Point annotations for photos:
• • •
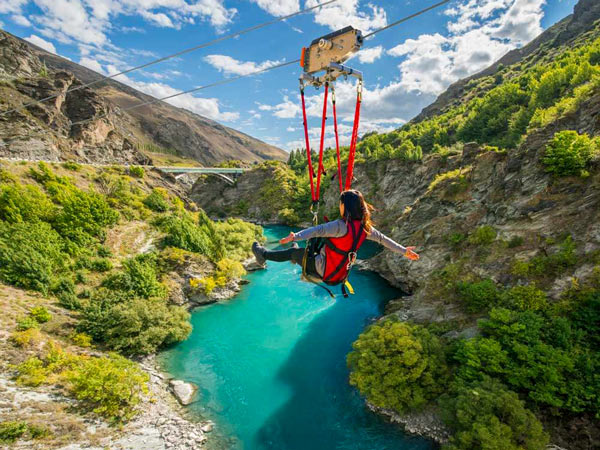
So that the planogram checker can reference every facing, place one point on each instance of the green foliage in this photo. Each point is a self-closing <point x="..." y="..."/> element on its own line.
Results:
<point x="24" y="203"/>
<point x="83" y="215"/>
<point x="483" y="235"/>
<point x="487" y="416"/>
<point x="137" y="171"/>
<point x="30" y="255"/>
<point x="27" y="323"/>
<point x="397" y="365"/>
<point x="514" y="242"/>
<point x="194" y="235"/>
<point x="134" y="326"/>
<point x="111" y="386"/>
<point x="10" y="431"/>
<point x="526" y="298"/>
<point x="139" y="278"/>
<point x="238" y="237"/>
<point x="493" y="117"/>
<point x="478" y="296"/>
<point x="157" y="200"/>
<point x="569" y="153"/>
<point x="40" y="314"/>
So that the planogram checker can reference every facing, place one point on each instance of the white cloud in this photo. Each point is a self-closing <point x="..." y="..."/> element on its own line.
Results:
<point x="279" y="7"/>
<point x="207" y="107"/>
<point x="12" y="6"/>
<point x="481" y="31"/>
<point x="90" y="21"/>
<point x="346" y="12"/>
<point x="92" y="64"/>
<point x="36" y="40"/>
<point x="229" y="65"/>
<point x="370" y="55"/>
<point x="21" y="20"/>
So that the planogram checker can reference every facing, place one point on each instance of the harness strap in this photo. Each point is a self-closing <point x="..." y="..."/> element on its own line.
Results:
<point x="337" y="139"/>
<point x="311" y="173"/>
<point x="320" y="169"/>
<point x="356" y="236"/>
<point x="350" y="170"/>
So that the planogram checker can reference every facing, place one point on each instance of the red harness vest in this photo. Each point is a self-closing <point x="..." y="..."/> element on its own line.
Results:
<point x="340" y="253"/>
• • •
(Task directions)
Please quote every line of the records above word for word, leaving out the pictures.

(Answer to the problem)
So that the planogram checker can reference every facing, place one point on each instance of the green foliage in this photo. Each point is a self-closing <point x="..." y="..."/> element on its own line.
Results:
<point x="24" y="203"/>
<point x="83" y="215"/>
<point x="483" y="235"/>
<point x="487" y="416"/>
<point x="137" y="171"/>
<point x="30" y="255"/>
<point x="27" y="323"/>
<point x="397" y="365"/>
<point x="514" y="242"/>
<point x="194" y="235"/>
<point x="134" y="326"/>
<point x="111" y="386"/>
<point x="10" y="431"/>
<point x="526" y="298"/>
<point x="139" y="278"/>
<point x="238" y="237"/>
<point x="493" y="117"/>
<point x="478" y="296"/>
<point x="157" y="200"/>
<point x="569" y="153"/>
<point x="40" y="314"/>
So that the planogram checker can reference every facing, place one point on each instance of the white cloud in this photo. Each point is a self-closing <point x="..." y="..."/> element on its own line.
Results:
<point x="279" y="7"/>
<point x="207" y="107"/>
<point x="12" y="6"/>
<point x="481" y="31"/>
<point x="90" y="21"/>
<point x="346" y="12"/>
<point x="92" y="64"/>
<point x="36" y="40"/>
<point x="229" y="65"/>
<point x="370" y="55"/>
<point x="21" y="20"/>
So that the planogram checker can reference every facing, place one point on each instance of the harness strap in this photo. Each point is a self-closing <point x="..." y="..."/> element on its own line.
Results:
<point x="337" y="139"/>
<point x="311" y="173"/>
<point x="320" y="169"/>
<point x="356" y="236"/>
<point x="350" y="170"/>
So that the planogram checker can reference every facing, place one point on each instance of the red harness vest in this photo. Each point is a self-closing <point x="..." y="..."/> element on its own line.
Results:
<point x="340" y="253"/>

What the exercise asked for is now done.